ОТРЫВОК ТЕКСТА =>
--*--

В последней – возможно, наиболее противоречивой – части своего манифеста Гавел пытается распространить проделанный им анализ и выводы, опирающиеся на положение дел в посттоталитарном коммунистическом обществе, на современное западное общество в целом. Хотя под «Западом» Гавел всегда понимал одну из ветвей эмансипированного, светского современного общества, восходящего своими корнями к эпохе Просвещения, которая дала начало также социалистической и коммунистической идеологии, в «Силе бессильных» он довел эти рассуждения до логического завершения: если предполагается преодоление отчуждения и «самодвижения» современного технократического общества, то схожая потребность перемен в направлении жизни в правде существует и в западном мышлении. Гавел дает понять, что благодаря радикальному, хотя и не добровольному, опыту диссидентов параллельные структуры могут послужить даже некоторой моделью: «Не являются ли эти неформальные, небюрократические, динамические и открытые сообщества – весь этот “параллельный полис” – каким-то эмбриональным прообразом или символической микромоделью более осмысленных “постдемократических” политических структур, которые могли бы стать основой лучшего устройства общества?»
[492]
Такие заявления из уст писателя, которому в предыдущие десять лет часто нелегко было даже выйти из дома, не говоря уже о поездках за границу, конечно, звучали смело. После Бархатной революции они были использованы в качестве улик теми, кто хотел выставить Гавела скрытым крайне левым, утопистом, а то и опасным радикалом, который пытается подорвать устои либеральной демократии на Западе, как он это уже сделал с «реальным» социализмом на Востоке. Так, Вацлав Клаус, выступая перед собравшимися почтить память покойного президента Вацлава Гавела, превозносил его как «убежденного сторонника и защитника ценностей гуманизма, демократии и прав человека»
[493], однако уже через год эту свою хвалу заметно умерил: «Демократию он заменял элитарной постдемократией, вместо консерватизма и традиционных ценностей утверждал модернистское разрушение существующего человеческого порядка. Это было скорее эхо французского якобинства, чем консервативный британский принцип классического либерализма. Это была крайняя левизна»
[494].
На первый взгляд, в этой критике что-то есть, хотя обвинение в якобинстве явно бьет мимо цели. Гавел тогда и позднее был глубоко убежден, что современная цивилизация с ее духовной пустотой и исключительной опорой на технические решения не может иметь долговременной перспективы. Это, однако, не превращало его ни в левого радикала, ни в мечтателя-утописта. Действительно, как подчеркивают некоторые авторы
[495], нигде, включая Чехословакию после 1989 года, не произошла экзистенциальная революция, к какой призывал Гавел, однако из этого не следует, что такая революция невозможна или нежелательна. Если бы она произошла, у нее было бы мало общего с радикальной концепцией революции якобинцев, марксистов, маоистов или теологов освобождения, которые главным средством достижения своих политических целей считали и считают организованное политическое действие, часто насильственное. По Гавелу, как он вновь и вновь разъясняет, революция происходит внутри человека, и от политического действия он в принципе отказывается. Замечание Гавела, что «[человек] беспомощно наблюдает, как тот бездушно работающий механизм, который он сам создал, неудержимо поглощает его, лишая всех естественных связей (например, “дома” в самом широком смысле слова, включая и его дом в биосфере)»

--*--

ЗАДАНИЕ =>
Где, согласно отрывку о Гавеле, происходит революция в его понимании? Записи для работы не понадобятся.

[Записи с разметкой координат]
--*--

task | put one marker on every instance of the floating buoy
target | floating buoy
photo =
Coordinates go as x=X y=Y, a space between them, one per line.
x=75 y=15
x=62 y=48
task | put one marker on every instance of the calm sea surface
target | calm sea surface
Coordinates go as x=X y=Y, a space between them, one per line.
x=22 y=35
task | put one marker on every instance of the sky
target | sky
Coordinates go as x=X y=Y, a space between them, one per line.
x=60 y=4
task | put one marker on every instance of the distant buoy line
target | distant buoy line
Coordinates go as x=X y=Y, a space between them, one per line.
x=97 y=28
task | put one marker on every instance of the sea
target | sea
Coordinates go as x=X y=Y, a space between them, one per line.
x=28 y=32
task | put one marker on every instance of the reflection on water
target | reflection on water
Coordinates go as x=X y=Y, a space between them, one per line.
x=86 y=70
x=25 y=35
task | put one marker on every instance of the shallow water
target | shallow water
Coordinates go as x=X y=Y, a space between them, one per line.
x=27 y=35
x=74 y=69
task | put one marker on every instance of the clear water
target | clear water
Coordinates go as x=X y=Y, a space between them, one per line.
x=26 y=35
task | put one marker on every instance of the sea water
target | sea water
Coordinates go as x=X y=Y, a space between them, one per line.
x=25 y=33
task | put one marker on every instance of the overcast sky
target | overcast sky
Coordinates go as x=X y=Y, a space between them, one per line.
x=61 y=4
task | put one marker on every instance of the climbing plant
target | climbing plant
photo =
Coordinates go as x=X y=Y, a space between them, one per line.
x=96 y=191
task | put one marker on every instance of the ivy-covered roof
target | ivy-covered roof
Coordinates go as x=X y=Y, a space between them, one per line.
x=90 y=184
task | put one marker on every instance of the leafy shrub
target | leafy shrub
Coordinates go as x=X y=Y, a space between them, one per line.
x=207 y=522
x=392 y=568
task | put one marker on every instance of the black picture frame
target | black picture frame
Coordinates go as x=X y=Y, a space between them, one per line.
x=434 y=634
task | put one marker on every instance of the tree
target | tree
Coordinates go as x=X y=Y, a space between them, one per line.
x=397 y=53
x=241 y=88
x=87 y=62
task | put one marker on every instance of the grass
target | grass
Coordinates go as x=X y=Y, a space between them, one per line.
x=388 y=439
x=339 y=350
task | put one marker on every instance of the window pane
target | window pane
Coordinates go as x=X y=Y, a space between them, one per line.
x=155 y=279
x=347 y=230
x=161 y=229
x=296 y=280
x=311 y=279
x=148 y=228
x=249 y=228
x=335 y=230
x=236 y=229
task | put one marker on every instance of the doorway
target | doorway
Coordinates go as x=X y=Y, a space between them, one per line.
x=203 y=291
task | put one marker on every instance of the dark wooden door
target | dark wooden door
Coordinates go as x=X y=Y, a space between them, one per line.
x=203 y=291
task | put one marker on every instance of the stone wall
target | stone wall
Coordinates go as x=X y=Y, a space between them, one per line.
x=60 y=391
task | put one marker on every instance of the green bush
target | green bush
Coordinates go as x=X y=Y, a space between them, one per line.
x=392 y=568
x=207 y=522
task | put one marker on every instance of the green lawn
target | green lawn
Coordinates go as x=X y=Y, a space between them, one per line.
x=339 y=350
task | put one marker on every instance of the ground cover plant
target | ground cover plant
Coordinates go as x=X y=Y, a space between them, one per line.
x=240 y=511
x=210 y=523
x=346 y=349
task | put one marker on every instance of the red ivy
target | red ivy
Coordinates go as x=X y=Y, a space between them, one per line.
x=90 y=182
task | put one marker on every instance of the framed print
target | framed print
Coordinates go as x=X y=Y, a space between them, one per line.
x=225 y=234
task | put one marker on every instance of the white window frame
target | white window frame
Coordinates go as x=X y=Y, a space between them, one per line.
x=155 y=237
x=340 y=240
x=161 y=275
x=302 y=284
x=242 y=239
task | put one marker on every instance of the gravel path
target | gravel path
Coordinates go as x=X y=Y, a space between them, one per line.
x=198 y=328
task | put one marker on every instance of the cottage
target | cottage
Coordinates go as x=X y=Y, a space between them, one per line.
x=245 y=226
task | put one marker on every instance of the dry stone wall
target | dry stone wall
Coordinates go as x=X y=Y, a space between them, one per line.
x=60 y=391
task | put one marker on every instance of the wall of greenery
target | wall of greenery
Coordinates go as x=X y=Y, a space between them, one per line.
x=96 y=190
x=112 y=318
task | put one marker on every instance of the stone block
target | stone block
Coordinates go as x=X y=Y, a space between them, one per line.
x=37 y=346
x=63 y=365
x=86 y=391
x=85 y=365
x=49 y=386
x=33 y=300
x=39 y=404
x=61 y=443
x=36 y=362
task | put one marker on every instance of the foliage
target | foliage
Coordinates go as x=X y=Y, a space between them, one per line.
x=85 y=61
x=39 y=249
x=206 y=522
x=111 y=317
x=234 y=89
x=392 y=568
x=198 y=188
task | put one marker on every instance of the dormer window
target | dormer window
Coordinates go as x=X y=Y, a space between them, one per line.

--*--

ОТВЕТ =>
Внутри человека.